Task requirements:
Resume the discussion below about LASIK results and early cataracts, writing what follows its last sentence.

---------- Page text

About 7 years ago I had the lasik revolutionary eye treatment up in London. Beforehand, I went through all the preliminaries and was considered a good candidate. I was long-sighted with astigamatism in left eye. Initially it was wonderful, but over time I found I had to get reading and driving glasses again. Last diagnosis at eye doctor was early cataracts (runs in family)
I don't think I want to fool around with my eyesight again, but was extremely disappointed with the high cost of this procedure and then ending up with glasses again. People have told me that it works infinitely better with near sighted people. Did anyone else experience this problem?
The fact that initially your vision was "wonderful" suggests that there was nothing wrong with the surgery itself, the issue is merely that it doesn't prevent other eye issues that can arise over time.
Cataracts can alter your prescription in unpredictable ways, sometimes making you noticeably more nearsigthed or farsighted. Often they take serveral years to become a problem (in rare cases like mine it was months), but can alter the prescription even before they reduce your visual acuity. In my case my cataract intiially added a few diopters of astigmatism, later it switched to being several diopters of farsighted (also an early cataract, diagnosed at age 49 as being operable already but I put it off 2.5 years since my other eye didn't have a problem). Laser surgery can't prevent that, so that may well be the issue.
Also regular laser surgery only corrects your eyes for distance, it doesn't impact the issue of presbyopia, the loss of ability to focus near, which is what leads people to need reading glasses as they get older. There are some new laser approaches to treating presbyopia, but if you'd gotten one of those you'd have been aware of it and presumably would have mentioned it. Presbyopia also increases over time, if correcting your farsightedness initially helped provide enough near vision to read without glasses, that would have faded as you lost accommodation (the ability to focus near) as you got older.
Eventually cataracts do need to be treated, but how soon depends on how much they impact your vision. The advantage of waiting is that the replacement lens options improve all the time, as does the technology for the surgery itself (e.g. there is debate now whether lasers are useful for cataract surgery or merely just different, but they will likely improve to where they are demonstrably better). On the other hand, cataract surgery can leave you again with good distance vision without the need for glasses to drive, and potentially remove or reduce the need for reading glasses (if you get monovision, or a premium lens).

--------------------
---------- Information shown

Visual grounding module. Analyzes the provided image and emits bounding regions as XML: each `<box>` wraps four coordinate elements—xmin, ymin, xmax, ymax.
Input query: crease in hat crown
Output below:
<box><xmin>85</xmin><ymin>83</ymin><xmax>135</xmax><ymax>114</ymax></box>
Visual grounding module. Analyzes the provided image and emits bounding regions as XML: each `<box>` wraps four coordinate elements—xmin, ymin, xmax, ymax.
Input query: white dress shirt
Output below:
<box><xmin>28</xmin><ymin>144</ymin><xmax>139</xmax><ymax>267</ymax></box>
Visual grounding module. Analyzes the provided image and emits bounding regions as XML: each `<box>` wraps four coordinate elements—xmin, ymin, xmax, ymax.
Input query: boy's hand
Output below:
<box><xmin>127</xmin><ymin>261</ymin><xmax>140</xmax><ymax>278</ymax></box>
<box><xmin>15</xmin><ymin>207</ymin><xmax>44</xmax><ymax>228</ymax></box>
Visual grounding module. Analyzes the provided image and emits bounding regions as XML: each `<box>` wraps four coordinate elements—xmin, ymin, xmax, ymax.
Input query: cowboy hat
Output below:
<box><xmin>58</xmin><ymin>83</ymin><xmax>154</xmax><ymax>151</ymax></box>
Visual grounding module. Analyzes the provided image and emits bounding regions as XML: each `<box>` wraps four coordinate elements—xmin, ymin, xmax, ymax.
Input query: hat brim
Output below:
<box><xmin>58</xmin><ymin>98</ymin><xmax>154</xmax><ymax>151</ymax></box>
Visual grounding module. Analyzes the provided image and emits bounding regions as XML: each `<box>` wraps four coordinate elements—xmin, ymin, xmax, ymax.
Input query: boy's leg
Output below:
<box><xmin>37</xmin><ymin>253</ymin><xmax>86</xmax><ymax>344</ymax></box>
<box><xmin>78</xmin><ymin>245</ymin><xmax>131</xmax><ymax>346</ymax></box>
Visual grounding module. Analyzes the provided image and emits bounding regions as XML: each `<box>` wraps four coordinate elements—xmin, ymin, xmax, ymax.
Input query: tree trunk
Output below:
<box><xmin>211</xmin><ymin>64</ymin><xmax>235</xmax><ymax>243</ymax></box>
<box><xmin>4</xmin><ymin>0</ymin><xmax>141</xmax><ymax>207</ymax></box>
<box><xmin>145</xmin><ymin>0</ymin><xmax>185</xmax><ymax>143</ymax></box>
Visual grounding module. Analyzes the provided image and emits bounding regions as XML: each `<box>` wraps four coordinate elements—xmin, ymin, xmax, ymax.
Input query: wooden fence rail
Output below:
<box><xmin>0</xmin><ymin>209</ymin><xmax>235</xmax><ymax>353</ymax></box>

--------------------

Result of the task:
If your cataracts aren't too bad yet and if you can tolerate even temporarily trying contact lenses, you can test out some things that will help you decide what sort of surgery to have later. You might ask your doctor to try out monovision (one eye set to focus at distance, one eye set to focus near) with contact lenses, or to try multifocal contact lenses (which let both eye's see near&far, but which may reduce vision in low light a bit). Multifocal contacts aren't exactly the same as a multifocal IOL, but if you like them then a multifocal IOL might be an option. Now there are also extended depth of focus IOLs like the Symfony (which is what I got) but there aren't yet contact lenses that are similar to try.
oops, can't edit to fix a trivial typo. I meant my cataract made me several diopters more nearsighted, from -9 or so to -19 or so in that eye before surgery.
Thanks for your reply software. You certainly put it into perspective. My eyes weren't so bad in the beginning. I was just vain and didn't want to wear glasses any longer.
I DO have early cataracts, but it doesn't bother me to the extent of having the eyes done yet. My mother had them done around 62, and afterwards could see beautifully (especially the dust in the house)
And thanks for that bit about contact lenses - I will check that out. You've been a major help!